*Task description:*
Summarize the Ruby serialization answer below in two sentences.

*Text provided:*
/---
It looks like you tried to create your own JSON serializer, instead of using the one that comes with Ruby. Or, perhaps you didn’t realize that JSON was a thing and wanted to store arrays of hashes and tried to invent your own. Either way, it wasn’t a good path to follow.
This is your definition, which, after being retrieved would remain a String. It appears to be the elements of an Array of Hashes, without the surrounding Array [
and ]
:
foo = "{\"monday\"=>\"{:start_time=>9.0, :end_time=>10.5}\"},{\"tuesday\"=>\"{:start_time=>8.5, :end_time=>10.0}\"},{\"wednesday\"=>\"{:start_time=>8.5, :end_time=>10.0}\"}"
and it remains a String:
foo.class # => String
It’d be possible to munge it back into a form that could be evaluated and turned back into an Array of Hashes, but it’s not straightforward, nor is it clean or convenient or elegant.
I suspect your original object looked like this:
foo = {"monday"=>{:start_time=>9.0, :end_time=>10.5}},{"tuesday"=>{:start_time=>8.5, :end_time=>10.0}},{"wednesday"=>{:start_time=>8.5, :end_time=>10.0}}
# => [{"monday"=>{:start_time=>9.0, :end_time=>10.5}},
# {"tuesday"=>{:start_time=>8.5, :end_time=>10.0}},
# {"wednesday"=>{:start_time=>8.5, :end_time=>10.0}}]
which is an Array:
foo.class # => Array
It’s an Array now because you have multiple Hash elements separated by commas (,
) which Ruby interprets as an Array when assigned to a single variable. This would be a less visually confusing example:
foo = {a: 1}, {a: 2} # => [{:a=>1}, {:a=>2}]
foo.class # => Array
foo.first.class # => Hash
Back to the Array of Hashes in foo
: Starting from that it’s easy to let the JSON class serialize it into a string that can be stored in a database, then retrieved and reparsed back into a Ruby object:
require 'json'
foo.to_json
foo.to_json
would result in a serialized string that looks like:
[{"monday":{"start_time":9.0,"end_time":10.5}},{"tuesday":{"start_time":8.5,"end_time":10.0}},{"wednesday":{"start_time":8.5,"end_time":10.0}}]
And, given that string, JSON can rebuild the object:
bar = JSON.parse(foo.to_json)
\---
*Excerpted records:*
/---
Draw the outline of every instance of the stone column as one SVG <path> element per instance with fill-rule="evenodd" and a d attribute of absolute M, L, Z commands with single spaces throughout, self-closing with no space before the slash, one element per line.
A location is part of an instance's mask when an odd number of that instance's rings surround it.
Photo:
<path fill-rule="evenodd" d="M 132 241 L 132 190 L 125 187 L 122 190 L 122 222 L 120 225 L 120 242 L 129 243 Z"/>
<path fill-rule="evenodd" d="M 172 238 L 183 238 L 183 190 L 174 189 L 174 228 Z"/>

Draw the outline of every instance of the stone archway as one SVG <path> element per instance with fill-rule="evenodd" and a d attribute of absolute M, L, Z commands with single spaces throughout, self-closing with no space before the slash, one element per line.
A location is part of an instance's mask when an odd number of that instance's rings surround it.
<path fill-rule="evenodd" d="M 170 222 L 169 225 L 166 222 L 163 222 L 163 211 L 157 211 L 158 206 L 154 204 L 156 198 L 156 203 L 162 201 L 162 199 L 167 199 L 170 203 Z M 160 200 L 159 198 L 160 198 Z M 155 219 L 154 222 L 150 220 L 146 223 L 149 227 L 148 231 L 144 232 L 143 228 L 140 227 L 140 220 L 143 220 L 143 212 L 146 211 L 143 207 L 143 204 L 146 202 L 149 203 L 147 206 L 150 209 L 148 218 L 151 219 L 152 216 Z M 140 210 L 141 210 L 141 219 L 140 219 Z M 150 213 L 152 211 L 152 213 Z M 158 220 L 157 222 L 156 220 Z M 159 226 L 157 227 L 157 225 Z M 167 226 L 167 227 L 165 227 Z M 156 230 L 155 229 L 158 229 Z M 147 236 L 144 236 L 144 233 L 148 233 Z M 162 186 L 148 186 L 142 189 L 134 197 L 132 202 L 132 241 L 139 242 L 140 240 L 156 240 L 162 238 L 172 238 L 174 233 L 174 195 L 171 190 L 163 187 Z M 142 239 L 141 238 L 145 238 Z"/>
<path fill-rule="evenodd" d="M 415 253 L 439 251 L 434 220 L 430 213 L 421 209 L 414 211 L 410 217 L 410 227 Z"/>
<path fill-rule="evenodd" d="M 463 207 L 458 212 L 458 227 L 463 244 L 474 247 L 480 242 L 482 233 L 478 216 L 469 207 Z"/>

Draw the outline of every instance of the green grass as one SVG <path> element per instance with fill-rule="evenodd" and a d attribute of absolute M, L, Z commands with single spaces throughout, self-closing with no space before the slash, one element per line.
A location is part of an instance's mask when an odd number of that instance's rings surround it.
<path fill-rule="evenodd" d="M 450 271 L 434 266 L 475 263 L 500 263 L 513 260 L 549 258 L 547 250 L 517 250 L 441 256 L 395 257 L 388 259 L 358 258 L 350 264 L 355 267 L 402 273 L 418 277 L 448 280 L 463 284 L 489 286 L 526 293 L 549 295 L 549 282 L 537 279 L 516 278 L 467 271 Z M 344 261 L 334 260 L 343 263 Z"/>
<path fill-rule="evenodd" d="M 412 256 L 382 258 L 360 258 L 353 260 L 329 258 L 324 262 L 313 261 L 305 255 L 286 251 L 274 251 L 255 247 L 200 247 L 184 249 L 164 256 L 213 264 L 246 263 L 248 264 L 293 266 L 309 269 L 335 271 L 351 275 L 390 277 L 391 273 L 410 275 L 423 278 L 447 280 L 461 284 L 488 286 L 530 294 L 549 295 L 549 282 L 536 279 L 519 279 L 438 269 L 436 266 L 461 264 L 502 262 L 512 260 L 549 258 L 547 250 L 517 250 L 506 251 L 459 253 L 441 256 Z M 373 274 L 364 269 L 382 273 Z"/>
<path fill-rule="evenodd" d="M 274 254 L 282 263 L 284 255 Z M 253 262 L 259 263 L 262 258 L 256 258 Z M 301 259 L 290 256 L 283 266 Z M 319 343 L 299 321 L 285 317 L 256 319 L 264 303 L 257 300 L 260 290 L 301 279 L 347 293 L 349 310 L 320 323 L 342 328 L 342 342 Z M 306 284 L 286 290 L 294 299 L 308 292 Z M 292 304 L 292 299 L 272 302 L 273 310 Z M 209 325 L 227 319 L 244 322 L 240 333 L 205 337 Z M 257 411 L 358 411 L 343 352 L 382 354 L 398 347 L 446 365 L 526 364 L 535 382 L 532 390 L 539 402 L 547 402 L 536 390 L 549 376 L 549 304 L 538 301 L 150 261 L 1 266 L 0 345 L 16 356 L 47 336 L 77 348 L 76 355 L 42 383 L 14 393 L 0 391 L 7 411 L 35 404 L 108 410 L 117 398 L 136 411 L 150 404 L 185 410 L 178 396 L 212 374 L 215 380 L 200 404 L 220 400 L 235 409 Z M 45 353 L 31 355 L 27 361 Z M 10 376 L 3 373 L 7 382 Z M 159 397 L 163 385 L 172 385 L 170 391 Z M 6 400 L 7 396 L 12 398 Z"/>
\---
*Correct response:*
The answer says the stored value looks like a homemade serializer's output: a String holding the elements of an Array of Hashes, which would be awkward and inelegant to turn back into that structure. It recommends starting from the original Array of Hashes and using Ruby's JSON library instead, calling to_json to produce a string that can be stored in a database and JSON.parse to rebuild the object.